-- begin QUOTED PASSAGE --

Francois Gall
Charles Paul Gruppe (1860 - 1940)
From AskArt "Landscape and marine painter Charles Paul Gruppe was born in Picton, Canada, September 3, 1860. Largely self-taught, Gruppe did study in Holland and a good portion of his work consists of Holland inspired scenes. He should not be confused with his son, artist Emile Gruppe, who painted many well-known New England scenes.
When Gruppe was ten, he moved with his family to Rochester, New York, after the death of his father. Interested in painting from an early age, he spent much of his time sketching and creating watercolors and oils. To help support his mother and sisters, he worked in a sign-painting shop, soon mastering the craft.
Eventually, at age twenty-one, he had earned enough money to travel steerage to Europe, where he traveled through France, Germany, and Holland, searching for a place to settle and practice his art. He was taken with Holland, perhaps attracted to its fishing villages with their picturesque boats and quaint houses, and decided to stay. He built a home and studio in the little fishing village of Katwyk Ann Zee and painted much of his European work in the vicinity of that town.

-- end QUOTED PASSAGE --

→ SHORT PROBLEM A: For each statement about the passage on Charles Paul Gruppe, answer yes or no and quote the words that decide it: (i) Gruppe was born in Picton, Canada. (ii) Gruppe's family moved to Rochester after his mother died. (iii) Gruppe was twenty-one when he went to Europe.
→ SHORT PROBLEM B: In the passage on Charles Paul Gruppe, where did Gruppe work to help support his mother and sisters?
→ SHORT PROBLEM C: Print the part of the passage on Charles Paul Gruppe between "Eventually, at age" and "of that town.", inclusive.

-- begin ENTRIES SUPPLIED --

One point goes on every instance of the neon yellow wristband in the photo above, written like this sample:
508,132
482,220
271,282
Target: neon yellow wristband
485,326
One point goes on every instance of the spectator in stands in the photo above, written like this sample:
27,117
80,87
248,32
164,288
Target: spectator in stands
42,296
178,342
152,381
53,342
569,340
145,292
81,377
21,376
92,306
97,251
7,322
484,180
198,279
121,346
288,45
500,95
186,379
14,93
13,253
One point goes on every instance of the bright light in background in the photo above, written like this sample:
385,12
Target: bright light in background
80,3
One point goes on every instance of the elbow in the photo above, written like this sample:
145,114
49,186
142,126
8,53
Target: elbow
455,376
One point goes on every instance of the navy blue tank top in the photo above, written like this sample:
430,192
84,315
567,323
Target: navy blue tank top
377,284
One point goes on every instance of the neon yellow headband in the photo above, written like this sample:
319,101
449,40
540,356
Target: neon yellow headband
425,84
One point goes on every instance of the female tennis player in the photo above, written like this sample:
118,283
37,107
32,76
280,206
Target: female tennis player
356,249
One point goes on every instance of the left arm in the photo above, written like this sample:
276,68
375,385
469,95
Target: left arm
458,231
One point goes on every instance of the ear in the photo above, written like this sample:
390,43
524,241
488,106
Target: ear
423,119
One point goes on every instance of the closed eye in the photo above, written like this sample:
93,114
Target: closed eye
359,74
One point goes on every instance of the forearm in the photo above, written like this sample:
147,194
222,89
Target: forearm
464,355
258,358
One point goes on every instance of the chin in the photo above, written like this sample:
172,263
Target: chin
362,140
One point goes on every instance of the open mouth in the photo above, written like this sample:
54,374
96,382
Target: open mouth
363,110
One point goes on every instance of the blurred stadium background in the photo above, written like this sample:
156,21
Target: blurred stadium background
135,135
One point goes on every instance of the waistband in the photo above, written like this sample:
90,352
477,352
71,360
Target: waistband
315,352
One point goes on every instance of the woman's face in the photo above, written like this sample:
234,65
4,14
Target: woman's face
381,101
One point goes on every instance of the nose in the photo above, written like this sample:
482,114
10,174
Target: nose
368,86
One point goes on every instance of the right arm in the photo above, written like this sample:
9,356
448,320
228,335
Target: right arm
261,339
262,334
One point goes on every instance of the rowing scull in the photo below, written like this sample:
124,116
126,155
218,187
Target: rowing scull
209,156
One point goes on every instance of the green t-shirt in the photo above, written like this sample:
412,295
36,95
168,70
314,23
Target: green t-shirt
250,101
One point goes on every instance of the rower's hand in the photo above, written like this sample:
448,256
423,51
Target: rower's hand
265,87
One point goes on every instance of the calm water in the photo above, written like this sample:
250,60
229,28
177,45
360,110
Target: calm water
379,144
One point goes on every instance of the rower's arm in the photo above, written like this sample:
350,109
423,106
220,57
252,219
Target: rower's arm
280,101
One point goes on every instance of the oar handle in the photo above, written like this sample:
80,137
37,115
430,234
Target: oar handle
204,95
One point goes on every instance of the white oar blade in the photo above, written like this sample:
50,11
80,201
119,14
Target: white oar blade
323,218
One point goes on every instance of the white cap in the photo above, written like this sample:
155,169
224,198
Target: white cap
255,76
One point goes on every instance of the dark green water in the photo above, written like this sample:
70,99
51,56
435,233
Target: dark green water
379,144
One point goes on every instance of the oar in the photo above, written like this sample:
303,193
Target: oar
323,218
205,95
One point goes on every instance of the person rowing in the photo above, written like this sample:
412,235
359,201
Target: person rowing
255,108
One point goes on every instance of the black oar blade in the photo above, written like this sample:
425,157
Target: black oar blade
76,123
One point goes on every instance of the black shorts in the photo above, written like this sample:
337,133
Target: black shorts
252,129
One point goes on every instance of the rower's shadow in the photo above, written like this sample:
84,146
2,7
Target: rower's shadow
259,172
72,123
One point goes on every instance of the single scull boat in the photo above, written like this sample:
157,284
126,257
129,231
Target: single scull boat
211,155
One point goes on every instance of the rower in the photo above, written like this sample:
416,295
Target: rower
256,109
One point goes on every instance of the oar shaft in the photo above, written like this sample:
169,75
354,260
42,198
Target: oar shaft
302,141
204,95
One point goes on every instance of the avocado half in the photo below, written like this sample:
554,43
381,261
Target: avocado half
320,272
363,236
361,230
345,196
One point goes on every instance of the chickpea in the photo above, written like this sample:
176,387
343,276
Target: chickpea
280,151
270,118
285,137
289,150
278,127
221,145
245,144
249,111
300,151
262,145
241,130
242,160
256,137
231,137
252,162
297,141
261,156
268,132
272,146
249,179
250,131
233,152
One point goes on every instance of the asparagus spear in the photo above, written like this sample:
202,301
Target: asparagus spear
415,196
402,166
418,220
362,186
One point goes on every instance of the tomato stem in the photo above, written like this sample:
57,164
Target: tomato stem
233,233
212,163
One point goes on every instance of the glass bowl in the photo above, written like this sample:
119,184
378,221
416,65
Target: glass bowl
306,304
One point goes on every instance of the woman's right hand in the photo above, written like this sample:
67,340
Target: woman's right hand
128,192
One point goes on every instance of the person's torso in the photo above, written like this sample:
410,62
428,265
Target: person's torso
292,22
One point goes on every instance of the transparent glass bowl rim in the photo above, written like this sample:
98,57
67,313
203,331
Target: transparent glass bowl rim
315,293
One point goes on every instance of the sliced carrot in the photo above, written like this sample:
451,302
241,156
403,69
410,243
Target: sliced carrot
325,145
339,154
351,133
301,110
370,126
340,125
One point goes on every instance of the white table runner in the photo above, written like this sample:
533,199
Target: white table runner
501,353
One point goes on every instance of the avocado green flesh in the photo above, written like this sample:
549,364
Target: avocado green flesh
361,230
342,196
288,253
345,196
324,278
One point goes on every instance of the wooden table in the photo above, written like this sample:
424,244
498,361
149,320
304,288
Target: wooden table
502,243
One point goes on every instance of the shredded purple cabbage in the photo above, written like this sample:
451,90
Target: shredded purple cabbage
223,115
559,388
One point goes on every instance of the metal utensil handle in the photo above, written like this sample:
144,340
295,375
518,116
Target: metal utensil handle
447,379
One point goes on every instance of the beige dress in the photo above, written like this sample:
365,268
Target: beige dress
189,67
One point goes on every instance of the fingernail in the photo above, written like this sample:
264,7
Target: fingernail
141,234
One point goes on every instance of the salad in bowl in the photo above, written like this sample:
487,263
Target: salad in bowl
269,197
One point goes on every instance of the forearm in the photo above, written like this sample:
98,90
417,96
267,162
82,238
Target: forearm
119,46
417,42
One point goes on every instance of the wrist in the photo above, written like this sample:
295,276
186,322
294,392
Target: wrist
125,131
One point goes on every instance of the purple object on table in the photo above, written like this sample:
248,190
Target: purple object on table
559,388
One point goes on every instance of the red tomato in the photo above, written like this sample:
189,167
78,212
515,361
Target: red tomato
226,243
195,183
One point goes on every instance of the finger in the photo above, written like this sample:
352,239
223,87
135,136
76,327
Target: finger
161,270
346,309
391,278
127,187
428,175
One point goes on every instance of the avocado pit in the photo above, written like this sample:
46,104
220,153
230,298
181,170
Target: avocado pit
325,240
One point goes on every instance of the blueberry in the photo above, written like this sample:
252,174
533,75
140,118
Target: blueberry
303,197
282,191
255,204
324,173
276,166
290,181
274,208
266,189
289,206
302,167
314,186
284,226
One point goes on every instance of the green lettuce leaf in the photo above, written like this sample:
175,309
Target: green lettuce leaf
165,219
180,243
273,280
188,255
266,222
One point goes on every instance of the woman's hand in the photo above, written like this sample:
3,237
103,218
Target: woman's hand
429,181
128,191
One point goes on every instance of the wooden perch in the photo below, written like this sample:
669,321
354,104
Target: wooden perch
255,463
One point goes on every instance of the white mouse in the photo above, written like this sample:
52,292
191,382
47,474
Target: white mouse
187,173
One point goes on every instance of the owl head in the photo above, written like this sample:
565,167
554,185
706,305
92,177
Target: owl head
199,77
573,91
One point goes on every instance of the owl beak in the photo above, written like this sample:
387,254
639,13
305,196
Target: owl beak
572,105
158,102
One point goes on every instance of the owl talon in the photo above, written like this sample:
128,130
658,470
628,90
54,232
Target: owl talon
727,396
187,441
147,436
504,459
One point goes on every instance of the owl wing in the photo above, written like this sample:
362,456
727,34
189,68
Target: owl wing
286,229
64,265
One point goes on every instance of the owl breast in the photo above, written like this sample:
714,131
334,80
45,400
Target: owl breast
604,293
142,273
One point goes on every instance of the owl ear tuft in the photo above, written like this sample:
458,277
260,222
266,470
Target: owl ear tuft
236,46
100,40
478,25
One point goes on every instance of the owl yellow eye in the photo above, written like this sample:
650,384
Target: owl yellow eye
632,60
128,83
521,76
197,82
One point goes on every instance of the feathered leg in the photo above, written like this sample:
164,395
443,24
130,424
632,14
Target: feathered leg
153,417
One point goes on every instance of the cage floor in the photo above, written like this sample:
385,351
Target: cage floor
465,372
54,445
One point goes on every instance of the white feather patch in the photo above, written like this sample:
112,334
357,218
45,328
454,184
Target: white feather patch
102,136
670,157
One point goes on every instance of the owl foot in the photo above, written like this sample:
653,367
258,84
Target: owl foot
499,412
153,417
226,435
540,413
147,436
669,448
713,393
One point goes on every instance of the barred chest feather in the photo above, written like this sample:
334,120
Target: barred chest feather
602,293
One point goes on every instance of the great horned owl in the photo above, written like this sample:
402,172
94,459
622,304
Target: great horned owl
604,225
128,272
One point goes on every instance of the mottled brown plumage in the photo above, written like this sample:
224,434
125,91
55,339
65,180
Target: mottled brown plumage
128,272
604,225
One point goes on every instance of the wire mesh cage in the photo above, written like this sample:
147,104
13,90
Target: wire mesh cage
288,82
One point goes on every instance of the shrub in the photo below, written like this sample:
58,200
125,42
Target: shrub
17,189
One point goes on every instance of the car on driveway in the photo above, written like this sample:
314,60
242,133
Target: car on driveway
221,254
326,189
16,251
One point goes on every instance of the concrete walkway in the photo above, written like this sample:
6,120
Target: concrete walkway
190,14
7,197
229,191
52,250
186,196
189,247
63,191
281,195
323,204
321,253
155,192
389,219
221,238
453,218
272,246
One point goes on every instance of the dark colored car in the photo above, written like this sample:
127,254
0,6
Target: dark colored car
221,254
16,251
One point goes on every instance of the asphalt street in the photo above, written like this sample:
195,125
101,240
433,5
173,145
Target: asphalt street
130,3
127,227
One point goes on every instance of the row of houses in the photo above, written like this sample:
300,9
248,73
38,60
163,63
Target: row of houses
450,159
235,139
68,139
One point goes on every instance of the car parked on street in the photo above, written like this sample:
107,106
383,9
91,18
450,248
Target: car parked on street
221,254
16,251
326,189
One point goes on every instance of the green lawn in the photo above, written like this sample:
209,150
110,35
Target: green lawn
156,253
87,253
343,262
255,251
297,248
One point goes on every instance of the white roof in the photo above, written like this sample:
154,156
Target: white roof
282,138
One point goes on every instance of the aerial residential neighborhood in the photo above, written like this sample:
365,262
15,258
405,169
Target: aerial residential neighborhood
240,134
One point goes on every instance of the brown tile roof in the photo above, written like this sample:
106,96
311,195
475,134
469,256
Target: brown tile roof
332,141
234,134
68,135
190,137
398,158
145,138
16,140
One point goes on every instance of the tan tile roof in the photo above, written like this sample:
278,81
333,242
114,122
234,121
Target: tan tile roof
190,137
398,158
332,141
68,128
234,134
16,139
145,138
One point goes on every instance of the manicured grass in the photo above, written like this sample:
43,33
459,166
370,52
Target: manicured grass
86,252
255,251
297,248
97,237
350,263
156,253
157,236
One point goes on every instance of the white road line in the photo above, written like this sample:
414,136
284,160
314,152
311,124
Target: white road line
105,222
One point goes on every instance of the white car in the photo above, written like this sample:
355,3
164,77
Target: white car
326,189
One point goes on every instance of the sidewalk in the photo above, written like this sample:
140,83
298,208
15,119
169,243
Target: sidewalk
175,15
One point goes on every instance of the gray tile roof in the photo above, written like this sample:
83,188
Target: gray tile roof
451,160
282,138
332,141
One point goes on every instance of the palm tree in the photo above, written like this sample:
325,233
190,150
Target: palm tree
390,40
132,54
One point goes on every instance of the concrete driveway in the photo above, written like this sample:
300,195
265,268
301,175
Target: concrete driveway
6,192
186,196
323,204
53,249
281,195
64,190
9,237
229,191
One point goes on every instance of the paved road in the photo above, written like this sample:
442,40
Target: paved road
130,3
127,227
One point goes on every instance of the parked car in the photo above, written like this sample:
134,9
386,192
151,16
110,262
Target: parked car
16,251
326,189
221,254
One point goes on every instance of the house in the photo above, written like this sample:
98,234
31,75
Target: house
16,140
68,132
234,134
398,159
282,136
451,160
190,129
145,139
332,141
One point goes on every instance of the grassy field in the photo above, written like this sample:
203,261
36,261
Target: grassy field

-- end ENTRIES SUPPLIED --

→ EXPECTED OUTPUT A:
(i) Yes: "was born in Picton, Canada, September 3, 1860"
(ii) No: "after the death of his father"
(iii) Yes: "at age twenty-one, he had earned enough money to travel steerage to Europe"

→ EXPECTED OUTPUT B: He worked in a sign-painting shop.

→ EXPECTED OUTPUT C:
Eventually, at age twenty-one, he had earned enough money to travel steerage to Europe, where he traveled through France, Germany, and Holland, searching for a place to settle and practice his art. He was taken with Holland, perhaps attracted to its fishing villages with their picturesque boats and quaint houses, and decided to stay. He built a home and studio in the little fishing village of Katwyk Ann Zee and painted much of his European work in the vicinity of that town.